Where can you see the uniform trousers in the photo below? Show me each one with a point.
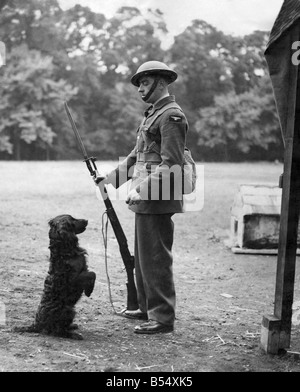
(154, 266)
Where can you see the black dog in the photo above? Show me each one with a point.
(68, 277)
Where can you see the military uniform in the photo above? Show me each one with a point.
(159, 147)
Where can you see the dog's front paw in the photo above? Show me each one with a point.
(90, 284)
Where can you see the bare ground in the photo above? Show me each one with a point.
(213, 332)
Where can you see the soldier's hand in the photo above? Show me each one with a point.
(99, 179)
(133, 197)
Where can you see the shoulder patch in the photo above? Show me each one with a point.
(175, 118)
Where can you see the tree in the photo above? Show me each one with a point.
(238, 123)
(29, 101)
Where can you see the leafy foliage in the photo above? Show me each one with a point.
(87, 59)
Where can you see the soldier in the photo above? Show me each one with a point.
(154, 163)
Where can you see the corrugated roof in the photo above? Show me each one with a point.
(288, 15)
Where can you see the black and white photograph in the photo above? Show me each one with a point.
(149, 188)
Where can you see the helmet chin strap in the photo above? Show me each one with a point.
(153, 87)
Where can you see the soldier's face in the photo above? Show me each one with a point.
(144, 87)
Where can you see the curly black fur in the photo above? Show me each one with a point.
(68, 277)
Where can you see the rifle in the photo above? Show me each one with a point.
(128, 259)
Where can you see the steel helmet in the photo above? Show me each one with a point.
(154, 68)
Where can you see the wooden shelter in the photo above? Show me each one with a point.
(284, 73)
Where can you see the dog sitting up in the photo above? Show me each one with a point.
(68, 277)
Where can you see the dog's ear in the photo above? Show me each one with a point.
(53, 232)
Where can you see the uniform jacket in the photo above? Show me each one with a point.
(154, 165)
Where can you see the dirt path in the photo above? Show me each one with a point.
(214, 332)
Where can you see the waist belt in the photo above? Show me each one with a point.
(148, 157)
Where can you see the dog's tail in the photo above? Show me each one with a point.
(26, 328)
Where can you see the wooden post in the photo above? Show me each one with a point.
(276, 328)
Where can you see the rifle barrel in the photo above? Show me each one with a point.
(75, 130)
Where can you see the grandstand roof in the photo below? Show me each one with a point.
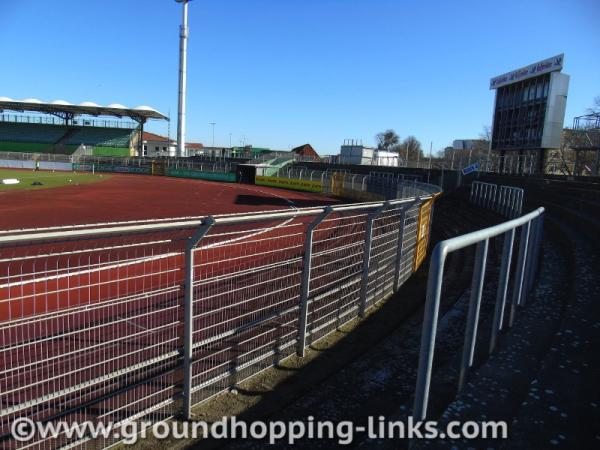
(139, 113)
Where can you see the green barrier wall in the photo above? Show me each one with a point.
(26, 147)
(110, 151)
(111, 168)
(212, 176)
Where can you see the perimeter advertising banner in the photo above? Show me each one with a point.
(212, 176)
(289, 183)
(110, 168)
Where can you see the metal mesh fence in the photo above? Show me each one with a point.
(93, 319)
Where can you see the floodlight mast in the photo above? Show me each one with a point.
(183, 34)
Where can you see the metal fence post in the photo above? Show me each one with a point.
(362, 305)
(430, 320)
(509, 238)
(188, 318)
(305, 288)
(538, 244)
(473, 314)
(520, 272)
(528, 281)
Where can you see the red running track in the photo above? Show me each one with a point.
(139, 197)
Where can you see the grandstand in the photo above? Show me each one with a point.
(59, 129)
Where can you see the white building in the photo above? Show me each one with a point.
(155, 145)
(353, 152)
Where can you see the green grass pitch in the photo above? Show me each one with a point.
(48, 179)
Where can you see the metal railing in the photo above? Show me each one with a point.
(506, 200)
(105, 321)
(531, 226)
(351, 185)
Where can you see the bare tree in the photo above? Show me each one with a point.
(387, 140)
(410, 149)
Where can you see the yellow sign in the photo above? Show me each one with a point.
(423, 221)
(289, 183)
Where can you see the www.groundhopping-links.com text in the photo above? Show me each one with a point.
(344, 432)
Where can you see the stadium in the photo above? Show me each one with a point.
(186, 282)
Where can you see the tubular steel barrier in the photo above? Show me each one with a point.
(507, 201)
(140, 321)
(531, 226)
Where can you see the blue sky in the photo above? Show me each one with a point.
(286, 72)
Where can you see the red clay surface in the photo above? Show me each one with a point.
(133, 197)
(68, 319)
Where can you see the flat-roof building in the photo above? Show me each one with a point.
(529, 109)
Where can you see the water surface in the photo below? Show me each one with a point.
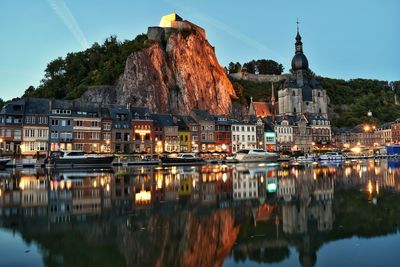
(338, 214)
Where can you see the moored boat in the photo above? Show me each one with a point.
(182, 158)
(255, 155)
(73, 159)
(3, 163)
(307, 158)
(331, 156)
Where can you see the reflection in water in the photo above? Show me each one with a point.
(198, 216)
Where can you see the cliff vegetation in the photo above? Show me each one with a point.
(101, 64)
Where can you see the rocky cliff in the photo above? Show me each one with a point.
(177, 73)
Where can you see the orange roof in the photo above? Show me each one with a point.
(261, 109)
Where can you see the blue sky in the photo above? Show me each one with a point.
(342, 38)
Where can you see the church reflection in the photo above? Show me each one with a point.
(202, 215)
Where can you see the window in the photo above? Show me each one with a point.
(42, 120)
(95, 135)
(31, 146)
(54, 134)
(17, 134)
(29, 133)
(78, 146)
(78, 135)
(107, 126)
(42, 133)
(42, 146)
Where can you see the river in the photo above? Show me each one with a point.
(334, 214)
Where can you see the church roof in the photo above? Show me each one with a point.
(306, 93)
(261, 109)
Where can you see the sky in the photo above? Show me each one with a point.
(341, 39)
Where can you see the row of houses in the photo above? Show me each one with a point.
(368, 135)
(35, 126)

* Desafio: Coloque todas as linhas dos dados acima em uma lista numerada, sem as linhas em branco. Deixe as imagens de fora da resposta.

* Solução proposta:
1. Where can you see the uniform trousers in the photo below? Show me each one with a point.
2. (154, 266)
3. Where can you see the black dog in the photo above? Show me each one with a point.
4. (68, 277)
5. Where can you see the military uniform in the photo above? Show me each one with a point.
6. (159, 147)
7. Where can you see the dog's front paw in the photo above? Show me each one with a point.
8. (90, 284)
9. Where can you see the bare ground in the photo above? Show me each one with a point.
10. (213, 332)
11. Where can you see the soldier's hand in the photo above? Show me each one with a point.
12. (99, 179)
13. (133, 197)
14. Where can you see the shoulder patch in the photo above? Show me each one with a point.
15. (175, 118)
16. Where can you see the tree in the photo above? Show me each one with a point.
17. (238, 123)
18. (29, 101)
19. Where can you see the leafy foliage in the photo above? Show me each one with a point.
20. (87, 59)
21. Where can you see the soldier in the photo above? Show me each one with a point.
22. (154, 163)
23. Where can you see the corrugated roof in the photo above? Show me each one with a point.
24. (288, 15)
25. Where can you see the black and white photograph in the photo above? Show me each one with a point.
26. (149, 188)
27. Where can you see the helmet chin strap in the photo above? Show me each one with a point.
28. (153, 87)
29. Where can you see the soldier's face in the photo above? Show me each one with a point.
30. (144, 87)
31. Where can you see the curly black fur in the photo above? Show me each one with a point.
32. (68, 277)
33. Where can you see the rifle in the photo above? Show me each one with a point.
34. (128, 259)
35. Where can you see the steel helmet in the photo above? Show me each one with a point.
36. (154, 68)
37. Where can you see the wooden shelter in the photo above? Show me each one with a point.
38. (284, 73)
39. Where can you see the dog sitting up in the photo above? Show me each one with a point.
40. (68, 277)
41. Where can you see the dog's ear in the photo above? Show me each one with a point.
42. (53, 232)
43. Where can you see the uniform jacket in the photo above? Show me each one with a point.
44. (154, 165)
45. Where can you see the dirt path in the photo above? Show me each one with a point.
46. (214, 332)
47. Where can you see the waist belt in the photo above? Show me each one with a point.
48. (148, 157)
49. Where can you see the dog's tail in the photo above? Show me each one with a point.
50. (26, 328)
51. Where can you see the wooden post in the photo above? Show me each one with a point.
52. (276, 328)
53. Where can you see the rifle barrel in the photo above? Show me each one with a point.
54. (75, 130)
55. Where can you see the grandstand roof in the photo below? Show me each one with a point.
56. (139, 113)
57. Where can you see the green barrier wall in the photo above? Show me each one with a point.
58. (26, 147)
59. (110, 151)
60. (111, 168)
61. (212, 176)
62. Where can you see the perimeter advertising banner in the photo above? Show me each one with a point.
63. (212, 176)
64. (289, 183)
65. (110, 168)
66. Where can you see the metal mesh fence in the photo above? Show me each one with a point.
67. (93, 319)
68. Where can you see the floodlight mast in the photo above? Show me each one with a point.
69. (183, 34)
70. Where can you see the metal fence post in the photo above? Show me each one with a point.
71. (362, 305)
72. (430, 320)
73. (509, 238)
74. (188, 318)
75. (305, 288)
76. (538, 244)
77. (473, 314)
78. (520, 272)
79. (528, 281)
80. Where can you see the red running track in the photo above? Show me each one with a point.
81. (139, 197)
82. Where can you see the grandstand in the photo above? Show me each one with a point.
83. (59, 129)
84. Where can you see the white building in the photo above? Show me each one with a point.
85. (155, 145)
86. (353, 152)
87. Where can you see the green grass pitch in the photo above? Show me each one with a point.
88. (48, 179)
89. Where can you see the metal railing in the photo above? Show me each one with a point.
90. (506, 200)
91. (105, 321)
92. (531, 226)
93. (351, 185)
94. Where can you see the bare tree in the photo above? Show me each one with a point.
95. (387, 140)
96. (410, 149)
97. Where can you see the yellow sign in the photo above? Show me each one with a point.
98. (423, 221)
99. (289, 183)
100. Where can you see the www.groundhopping-links.com text in the photo above? Show me each one with a point.
101. (344, 432)
102. Where can you see the stadium in the photo above? Show me each one with a point.
103. (186, 282)
104. Where can you see the tubular steel barrier in the photo above? Show me each one with a point.
105. (507, 201)
106. (140, 321)
107. (531, 226)
108. Where can you see the blue sky in the photo above? Show me each one with a point.
109. (286, 72)
110. Where can you see the red clay surface in the photo above? Show me each one with a point.
111. (133, 197)
112. (68, 319)
113. Where can you see the flat-roof building in the photo above? Show me each one with a point.
114. (529, 109)
115. Where can you see the water surface in the photo below? Show me each one with a point.
116. (338, 214)
117. Where can you see the moored boat in the photo above? Show me each one with a point.
118. (182, 158)
119. (255, 155)
120. (73, 159)
121. (3, 163)
122. (307, 158)
123. (331, 156)
124. Where can you see the reflection in water in the photo above? Show me each one with a point.
125. (198, 216)
126. Where can you see the cliff vegetation in the photo above? Show me each one with a point.
127. (101, 64)
128. Where can you see the rocky cliff in the photo above? Show me each one with a point.
129. (177, 73)
130. Where can you see the orange roof in the photo above? Show me each one with a point.
131. (261, 109)
132. Where can you see the blue sky in the photo above? Show me each one with a point.
133. (342, 38)
134. Where can you see the church reflection in the photo above? Show me each one with a point.
135. (202, 215)
136. Where can you see the window in the photo above? Show me each one with a point.
137. (42, 120)
138. (95, 135)
139. (31, 146)
140. (54, 134)
141. (17, 134)
142. (29, 133)
143. (78, 146)
144. (78, 135)
145. (107, 126)
146. (42, 133)
147. (42, 146)
148. Where can you see the river in the photo above? Show me each one with a point.
149. (334, 214)
150. Where can you see the church roof in the photo above? Show me each one with a point.
151. (306, 93)
152. (261, 109)
153. Where can you see the sky in the photo above? Show me each one with a point.
154. (341, 39)
155. Where can you see the row of houses in the photo above? Show me each one with a point.
156. (368, 135)
157. (35, 126)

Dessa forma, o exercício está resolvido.